> Exercise:
Transcribe the journal entry below word for word, starting at "I guess I’ll" and stopping after "breath and heartbeat.".

> Source document:
____

Friday, January 13, 2012
Present=Now and other Notes from the Inner Demon
Found a great book at the Library (NOW by Richard Singer Jr.) full of help with my 2012 PRESENT focus word. If I could only find some energy for life daily….(I will be sharing much I learn from this book!)
Dying from the inside out
Soul is heavy
Spirit is breathless
Heart is broken
Mind is warped
Is there any hope
God comforts the depressed. 11 Corinthians 7:6
Getting through the holiday my peaceful spirit is upset. My mind overflows with pathogens robbing me of all joy. God is there but my sight is dying. Taking a deep breath I barely live. Fear looms at me and I grasp for God’s hand to not go under. Scripture speaks to me but I must force it into my spirit. Prayers afford me a sounding board but my words feel like a failure. Friends and family try to support me but they do not understand my weary soul, fatigued sleepless body and hopeless spirit.
I guess I’ll hit bottom before I can rise from the ashes. I just don’t know if I’ll even make it to the bottom before my being gives up and gives into the demons all around me.
I tell myself just get through this breath, this one tick of the clock but it becomes increasingly difficult.
I know the problem has to do with worry over mom and dad. What will happen next? I still need to learn much to live this moment…and get through this one breath and heartbeat.

____

(Region descriptions in natural language)
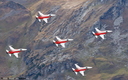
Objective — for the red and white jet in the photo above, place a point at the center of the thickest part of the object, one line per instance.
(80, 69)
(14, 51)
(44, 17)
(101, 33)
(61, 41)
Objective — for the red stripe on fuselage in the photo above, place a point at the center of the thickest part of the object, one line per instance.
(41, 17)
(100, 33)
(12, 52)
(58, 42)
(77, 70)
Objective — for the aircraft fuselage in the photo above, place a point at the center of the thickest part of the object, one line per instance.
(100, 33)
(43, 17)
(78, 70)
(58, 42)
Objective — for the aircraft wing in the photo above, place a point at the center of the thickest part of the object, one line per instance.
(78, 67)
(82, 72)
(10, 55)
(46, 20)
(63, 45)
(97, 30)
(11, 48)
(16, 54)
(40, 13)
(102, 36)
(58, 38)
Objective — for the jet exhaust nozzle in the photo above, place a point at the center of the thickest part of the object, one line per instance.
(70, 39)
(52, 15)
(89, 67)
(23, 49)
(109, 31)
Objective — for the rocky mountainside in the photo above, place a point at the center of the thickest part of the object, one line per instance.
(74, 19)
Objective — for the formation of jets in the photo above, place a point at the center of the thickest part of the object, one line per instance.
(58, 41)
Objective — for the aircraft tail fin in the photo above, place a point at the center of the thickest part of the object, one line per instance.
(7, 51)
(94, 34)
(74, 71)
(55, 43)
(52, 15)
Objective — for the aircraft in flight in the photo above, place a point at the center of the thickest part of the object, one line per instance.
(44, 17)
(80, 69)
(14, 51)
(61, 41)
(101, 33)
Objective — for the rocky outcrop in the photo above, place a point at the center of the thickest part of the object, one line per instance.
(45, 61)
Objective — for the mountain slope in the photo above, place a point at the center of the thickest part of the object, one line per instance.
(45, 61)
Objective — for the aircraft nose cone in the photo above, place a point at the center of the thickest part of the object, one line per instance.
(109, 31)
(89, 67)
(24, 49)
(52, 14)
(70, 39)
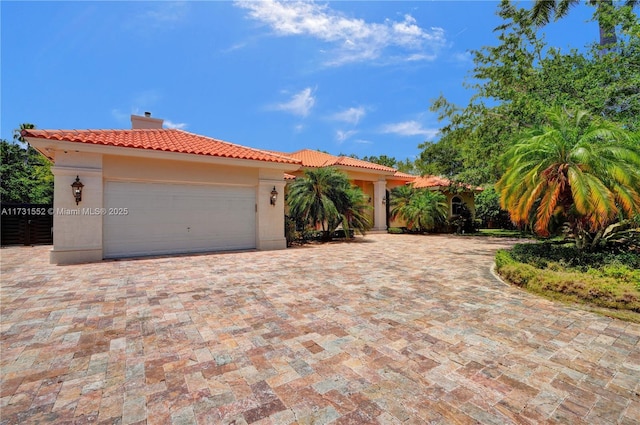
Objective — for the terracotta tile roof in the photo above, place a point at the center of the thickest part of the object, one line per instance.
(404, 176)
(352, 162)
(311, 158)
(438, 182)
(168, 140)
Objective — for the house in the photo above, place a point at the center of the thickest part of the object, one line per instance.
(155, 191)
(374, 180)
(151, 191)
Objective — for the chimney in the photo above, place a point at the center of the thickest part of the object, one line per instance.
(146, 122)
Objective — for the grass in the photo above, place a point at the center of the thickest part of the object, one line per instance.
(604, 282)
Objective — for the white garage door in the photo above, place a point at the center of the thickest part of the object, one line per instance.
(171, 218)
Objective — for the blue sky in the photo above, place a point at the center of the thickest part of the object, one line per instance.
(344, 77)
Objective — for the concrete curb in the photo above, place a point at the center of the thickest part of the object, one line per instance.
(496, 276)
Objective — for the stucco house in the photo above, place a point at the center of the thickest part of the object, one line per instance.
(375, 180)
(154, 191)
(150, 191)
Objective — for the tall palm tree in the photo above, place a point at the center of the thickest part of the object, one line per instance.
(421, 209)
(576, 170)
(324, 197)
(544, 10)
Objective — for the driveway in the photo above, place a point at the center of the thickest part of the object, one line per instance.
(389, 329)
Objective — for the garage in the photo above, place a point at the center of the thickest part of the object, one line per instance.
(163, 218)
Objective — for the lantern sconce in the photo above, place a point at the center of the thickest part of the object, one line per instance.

____

> Solution below:
I guess I’ll hit bottom before I can rise from the ashes. I just don’t know if I’ll even make it to the bottom before my being gives up and gives into the demons all around me.
I tell myself just get through this breath, this one tick of the clock but it becomes increasingly difficult.
I know the problem has to do with worry over mom and dad. What will happen next? I still need to learn much to live this moment…and get through this one breath and heartbeat.